● **EXERCISE DETAILS**: The full listing below should be printed word for word.

# # # # # # #

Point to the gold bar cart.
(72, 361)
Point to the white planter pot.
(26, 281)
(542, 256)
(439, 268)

# # # # # # #

● **EXERCISE SOLUTION**:
Point to the gold bar cart.
(72, 361)
Point to the white planter pot.
(26, 281)
(542, 256)
(439, 268)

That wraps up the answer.